- What you will do -
Put the lines of the entries, everything from the line containing "as [[410, 207]]." down to the line containing "296], [102, 196]]", both included, into a JSON list of strings. Use one string per line, skip blank lines, and include no other lines.

+++ Material provided +++

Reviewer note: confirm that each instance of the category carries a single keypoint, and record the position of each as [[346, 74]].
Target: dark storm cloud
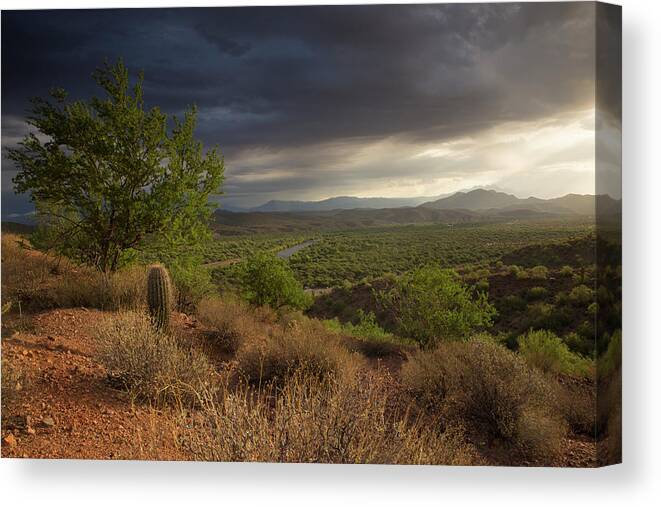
[[290, 77]]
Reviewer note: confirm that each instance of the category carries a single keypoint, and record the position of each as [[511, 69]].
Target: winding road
[[283, 254]]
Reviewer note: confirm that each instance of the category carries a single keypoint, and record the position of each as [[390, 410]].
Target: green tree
[[112, 177], [431, 304], [268, 280]]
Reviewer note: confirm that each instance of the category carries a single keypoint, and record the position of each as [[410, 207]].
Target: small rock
[[48, 422], [10, 441], [17, 422]]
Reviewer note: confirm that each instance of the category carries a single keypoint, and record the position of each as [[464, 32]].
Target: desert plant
[[488, 389], [431, 305], [152, 365], [14, 380], [268, 280], [303, 345], [320, 421], [581, 295], [535, 293], [539, 272], [233, 321], [546, 351], [159, 296], [102, 196]]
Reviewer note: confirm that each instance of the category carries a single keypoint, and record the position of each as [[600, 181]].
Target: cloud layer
[[309, 102]]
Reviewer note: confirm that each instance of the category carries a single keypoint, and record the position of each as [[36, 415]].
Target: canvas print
[[350, 234]]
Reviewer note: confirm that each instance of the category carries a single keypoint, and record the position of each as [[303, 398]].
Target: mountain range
[[478, 205]]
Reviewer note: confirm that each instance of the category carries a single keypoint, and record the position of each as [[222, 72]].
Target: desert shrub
[[566, 271], [25, 272], [487, 388], [546, 351], [482, 285], [192, 283], [537, 293], [37, 281], [431, 304], [518, 272], [268, 280], [539, 273], [152, 366], [578, 406], [579, 344], [611, 360], [614, 431], [538, 314], [301, 346], [581, 295], [233, 321], [366, 326], [14, 380], [321, 421], [512, 303]]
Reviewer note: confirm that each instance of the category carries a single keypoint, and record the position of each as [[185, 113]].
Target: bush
[[518, 272], [152, 366], [314, 421], [581, 295], [365, 327], [578, 406], [512, 303], [36, 281], [431, 304], [303, 345], [539, 273], [233, 321], [537, 293], [611, 360], [268, 280], [14, 380], [567, 271], [544, 350], [192, 283], [489, 389]]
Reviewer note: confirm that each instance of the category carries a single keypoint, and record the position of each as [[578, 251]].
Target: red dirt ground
[[74, 412]]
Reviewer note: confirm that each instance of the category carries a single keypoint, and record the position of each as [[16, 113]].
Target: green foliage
[[373, 252], [611, 360], [112, 178], [366, 327], [537, 293], [567, 271], [539, 273], [159, 297], [546, 351], [268, 280], [431, 304]]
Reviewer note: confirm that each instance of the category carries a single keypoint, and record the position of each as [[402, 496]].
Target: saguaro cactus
[[159, 296]]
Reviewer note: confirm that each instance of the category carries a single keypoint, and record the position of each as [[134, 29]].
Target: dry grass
[[299, 345], [14, 380], [488, 389], [33, 280], [308, 420], [152, 366], [233, 321], [578, 406]]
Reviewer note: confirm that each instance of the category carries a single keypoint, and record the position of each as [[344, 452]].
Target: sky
[[308, 103]]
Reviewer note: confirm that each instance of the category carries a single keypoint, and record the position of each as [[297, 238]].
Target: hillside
[[490, 200], [342, 202]]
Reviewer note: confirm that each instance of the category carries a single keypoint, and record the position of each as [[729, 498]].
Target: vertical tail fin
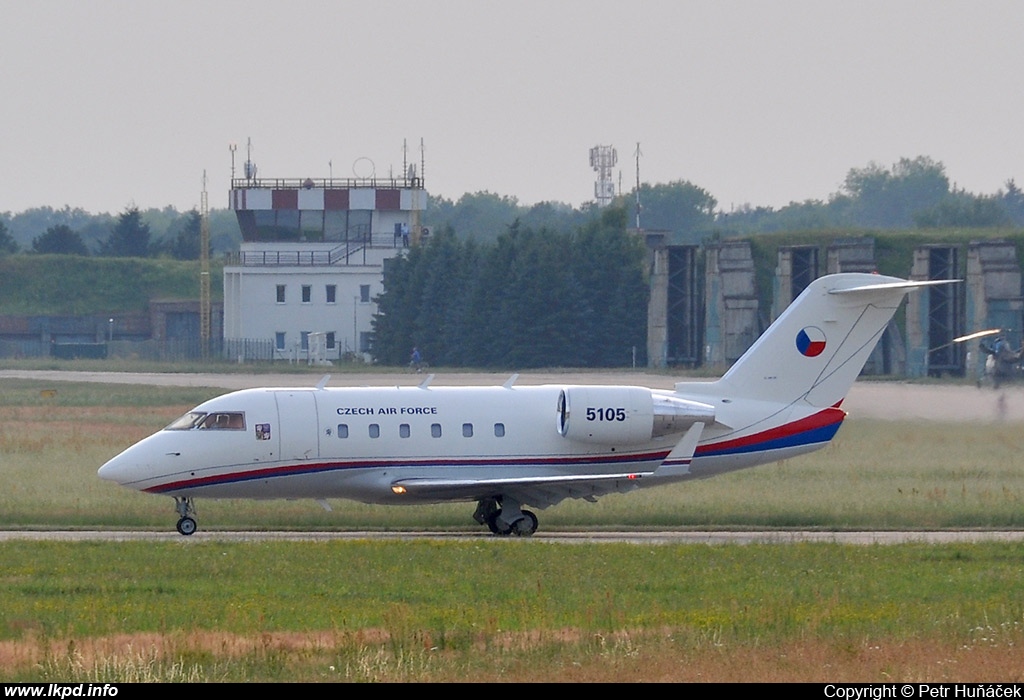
[[816, 349]]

+++

- Finished task -
[
  "Reviewer note: confirm that each instance of the category carries a single keypoint, and record the position of each as [[410, 207]].",
  "Target: small rock",
  "[[48, 422], [10, 441], [17, 422]]",
  "Reviewer note: confirm that each instance of the category carries a single keypoint, and record the position of each as [[464, 32]].",
  "Target: desert plant",
  "[[488, 389], [431, 305], [152, 365], [14, 380], [268, 280], [303, 345], [320, 421], [581, 295], [535, 293], [539, 272], [233, 321], [546, 351], [159, 296], [102, 196]]"
]